** Exercise description **
Go over the material below and report every line that contains the word "cake".

** Input data **
Content starts

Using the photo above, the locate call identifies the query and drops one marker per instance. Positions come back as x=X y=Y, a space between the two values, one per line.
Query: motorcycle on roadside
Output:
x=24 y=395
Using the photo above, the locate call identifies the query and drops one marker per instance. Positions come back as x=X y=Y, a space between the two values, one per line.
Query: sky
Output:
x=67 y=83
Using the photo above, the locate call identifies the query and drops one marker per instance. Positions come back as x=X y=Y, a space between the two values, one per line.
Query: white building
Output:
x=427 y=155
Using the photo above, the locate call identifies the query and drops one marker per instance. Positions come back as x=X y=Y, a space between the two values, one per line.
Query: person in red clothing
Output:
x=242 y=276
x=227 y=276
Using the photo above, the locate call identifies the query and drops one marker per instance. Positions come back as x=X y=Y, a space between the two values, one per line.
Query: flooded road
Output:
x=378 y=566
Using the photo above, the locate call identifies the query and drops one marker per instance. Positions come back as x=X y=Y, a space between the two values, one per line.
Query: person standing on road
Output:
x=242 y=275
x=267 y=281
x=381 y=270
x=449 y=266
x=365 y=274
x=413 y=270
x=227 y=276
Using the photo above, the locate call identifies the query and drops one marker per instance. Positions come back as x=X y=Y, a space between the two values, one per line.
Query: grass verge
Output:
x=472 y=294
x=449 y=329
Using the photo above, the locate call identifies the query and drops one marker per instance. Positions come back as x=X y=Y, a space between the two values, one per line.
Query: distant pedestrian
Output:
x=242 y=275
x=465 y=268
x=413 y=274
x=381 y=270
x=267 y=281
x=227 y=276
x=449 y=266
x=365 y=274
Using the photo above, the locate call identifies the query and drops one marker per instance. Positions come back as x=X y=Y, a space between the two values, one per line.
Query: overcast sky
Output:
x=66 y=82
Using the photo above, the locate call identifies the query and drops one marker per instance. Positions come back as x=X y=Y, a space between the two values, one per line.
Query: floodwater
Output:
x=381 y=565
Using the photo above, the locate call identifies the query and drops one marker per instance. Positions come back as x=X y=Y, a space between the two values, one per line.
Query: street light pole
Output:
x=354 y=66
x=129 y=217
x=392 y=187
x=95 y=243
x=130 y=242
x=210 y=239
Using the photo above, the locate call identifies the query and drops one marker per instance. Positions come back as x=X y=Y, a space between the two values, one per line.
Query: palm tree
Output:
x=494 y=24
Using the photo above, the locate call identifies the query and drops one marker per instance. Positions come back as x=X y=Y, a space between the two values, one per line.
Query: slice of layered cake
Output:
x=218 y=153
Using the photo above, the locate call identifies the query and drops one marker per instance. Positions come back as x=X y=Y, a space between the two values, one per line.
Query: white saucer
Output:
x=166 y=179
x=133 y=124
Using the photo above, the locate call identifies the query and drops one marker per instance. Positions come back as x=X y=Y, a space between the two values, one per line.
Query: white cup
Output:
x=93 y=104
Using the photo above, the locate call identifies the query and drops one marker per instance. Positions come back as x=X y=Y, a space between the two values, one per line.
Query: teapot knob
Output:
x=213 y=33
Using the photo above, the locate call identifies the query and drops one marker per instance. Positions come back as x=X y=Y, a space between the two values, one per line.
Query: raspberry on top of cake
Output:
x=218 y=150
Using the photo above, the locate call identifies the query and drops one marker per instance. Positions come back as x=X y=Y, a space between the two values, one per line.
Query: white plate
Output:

Content ends

** Solution to this exercise **
Query: slice of layered cake
Query: raspberry on top of cake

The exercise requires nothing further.